Sunday, January 15, 2006

hypertension (high blood pressure)

Hypertension is increased vascular resistance, especially in the arterioles and small muscular arteries. Hypertension may be associated with Cushing syndrome (excessive secretion of adrenal cortical hormones), hyperthyroidism, coarctation of the aorta (constriction of the major channel of the arterial trunk), pheochromocytoma (encapsulated vascular tumor of the inner portion of the kidney), renal failure, increased intracranial pressure, and hyperaldosteronism (abnormality of electrolyte metabolism causing water retention). The most common type is essential hypertension in which the exact cause is unknown.

◆ **Dataset**
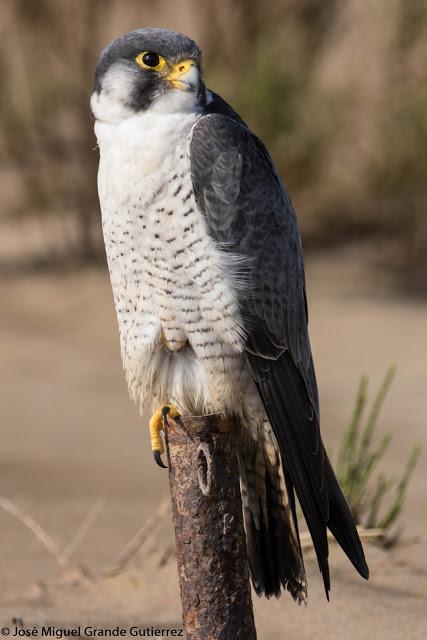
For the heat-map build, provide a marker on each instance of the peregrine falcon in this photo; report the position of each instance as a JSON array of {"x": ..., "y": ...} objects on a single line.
---
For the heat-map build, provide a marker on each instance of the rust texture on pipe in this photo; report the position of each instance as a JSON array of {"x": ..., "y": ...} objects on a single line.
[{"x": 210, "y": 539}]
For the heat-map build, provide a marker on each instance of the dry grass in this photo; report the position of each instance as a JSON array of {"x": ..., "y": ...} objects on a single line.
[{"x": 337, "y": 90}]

◆ **Required actions**
**1)** Decide whether each statement agrees with the hypertension text, answering yes or no and quoting the deciding words. (a) Essential hypertension is the most common type. (b) The exact cause of essential hypertension is known. (c) Hyperaldosteronism involves water retention.
**2)** According to the hypertension text, where is the increased vascular resistance especially found?

◆ **Answers by item**
**1)**
(a) Yes: "The most common type is essential hypertension"
(b) No: "in which the exact cause is unknown"
(c) Yes: "abnormality of electrolyte metabolism causing water retention"

**2)** In the arterioles and small muscular arteries.